**Short task:** Please reproduce the lines starting at the one containing "Could you please locate the utility" and ending at the final line, keeping the requests unchanged and offsetting every coordinate in the answers by -110.

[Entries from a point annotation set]

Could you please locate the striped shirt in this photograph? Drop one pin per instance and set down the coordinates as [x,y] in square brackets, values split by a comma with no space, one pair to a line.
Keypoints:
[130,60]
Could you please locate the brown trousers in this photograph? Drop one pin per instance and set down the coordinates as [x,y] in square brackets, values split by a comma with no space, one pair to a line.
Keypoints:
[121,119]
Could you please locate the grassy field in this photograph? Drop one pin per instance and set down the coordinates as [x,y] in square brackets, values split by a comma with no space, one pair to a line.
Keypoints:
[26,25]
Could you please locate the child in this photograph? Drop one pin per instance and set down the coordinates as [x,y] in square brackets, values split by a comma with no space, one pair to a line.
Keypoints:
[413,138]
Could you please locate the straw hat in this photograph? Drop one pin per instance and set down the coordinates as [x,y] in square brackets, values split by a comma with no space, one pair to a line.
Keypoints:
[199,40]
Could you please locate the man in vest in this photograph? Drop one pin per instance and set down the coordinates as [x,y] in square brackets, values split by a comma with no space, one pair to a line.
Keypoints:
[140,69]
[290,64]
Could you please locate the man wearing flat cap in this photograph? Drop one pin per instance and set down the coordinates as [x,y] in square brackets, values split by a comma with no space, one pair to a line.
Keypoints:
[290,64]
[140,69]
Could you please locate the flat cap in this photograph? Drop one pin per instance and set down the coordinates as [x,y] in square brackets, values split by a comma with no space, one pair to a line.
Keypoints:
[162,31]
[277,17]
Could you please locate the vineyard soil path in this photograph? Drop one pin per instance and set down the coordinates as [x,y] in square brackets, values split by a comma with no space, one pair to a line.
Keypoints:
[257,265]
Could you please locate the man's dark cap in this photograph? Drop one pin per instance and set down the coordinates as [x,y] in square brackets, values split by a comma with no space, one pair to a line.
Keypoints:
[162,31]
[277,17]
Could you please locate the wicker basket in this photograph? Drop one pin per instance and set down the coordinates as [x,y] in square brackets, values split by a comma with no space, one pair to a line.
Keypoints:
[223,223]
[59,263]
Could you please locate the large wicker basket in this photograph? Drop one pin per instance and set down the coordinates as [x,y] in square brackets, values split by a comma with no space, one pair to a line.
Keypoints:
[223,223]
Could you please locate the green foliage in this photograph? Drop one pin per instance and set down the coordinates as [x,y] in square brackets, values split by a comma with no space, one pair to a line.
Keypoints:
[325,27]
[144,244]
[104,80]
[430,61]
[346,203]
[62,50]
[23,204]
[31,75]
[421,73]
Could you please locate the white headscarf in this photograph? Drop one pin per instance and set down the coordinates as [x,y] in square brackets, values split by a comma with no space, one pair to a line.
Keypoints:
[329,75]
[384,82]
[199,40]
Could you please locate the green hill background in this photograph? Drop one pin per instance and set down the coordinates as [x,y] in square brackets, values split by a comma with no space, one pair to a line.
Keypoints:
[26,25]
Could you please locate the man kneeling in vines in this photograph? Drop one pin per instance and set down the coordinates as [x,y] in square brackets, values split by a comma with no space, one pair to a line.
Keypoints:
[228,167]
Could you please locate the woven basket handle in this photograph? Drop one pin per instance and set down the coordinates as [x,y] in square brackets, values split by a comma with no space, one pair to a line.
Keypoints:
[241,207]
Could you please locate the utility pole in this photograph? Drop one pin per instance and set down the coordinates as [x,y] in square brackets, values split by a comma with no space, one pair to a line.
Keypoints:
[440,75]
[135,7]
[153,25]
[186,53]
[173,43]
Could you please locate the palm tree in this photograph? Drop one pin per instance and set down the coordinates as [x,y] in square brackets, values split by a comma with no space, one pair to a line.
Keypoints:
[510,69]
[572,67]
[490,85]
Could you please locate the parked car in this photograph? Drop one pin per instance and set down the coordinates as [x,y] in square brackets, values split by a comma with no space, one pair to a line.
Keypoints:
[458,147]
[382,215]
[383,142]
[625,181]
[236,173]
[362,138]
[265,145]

**Expected output:**
Could you please locate the utility pole in this photograph? Drop one pin per instance and set down the coordinates as [x,y] in square brackets, values split by a comma with no space, one pair to a line.
Keypoints:
[330,-35]
[25,-103]
[43,-85]
[76,-57]
[63,-67]
Could you please locate the palm tree in this photograph? Drop one pin per instance and set down the coordinates as [x,y] in square brackets, values split by a comma with no space, one pair to a line.
Keypoints:
[400,-41]
[462,-43]
[380,-25]
Could you please locate the parked car in this photograph? Drop one pin per instance and set down the coordinates as [x,y] in square brackets, values split by a comma with no space, one pair to a line.
Keypoints:
[348,37]
[272,105]
[273,32]
[515,71]
[126,63]
[252,28]
[155,35]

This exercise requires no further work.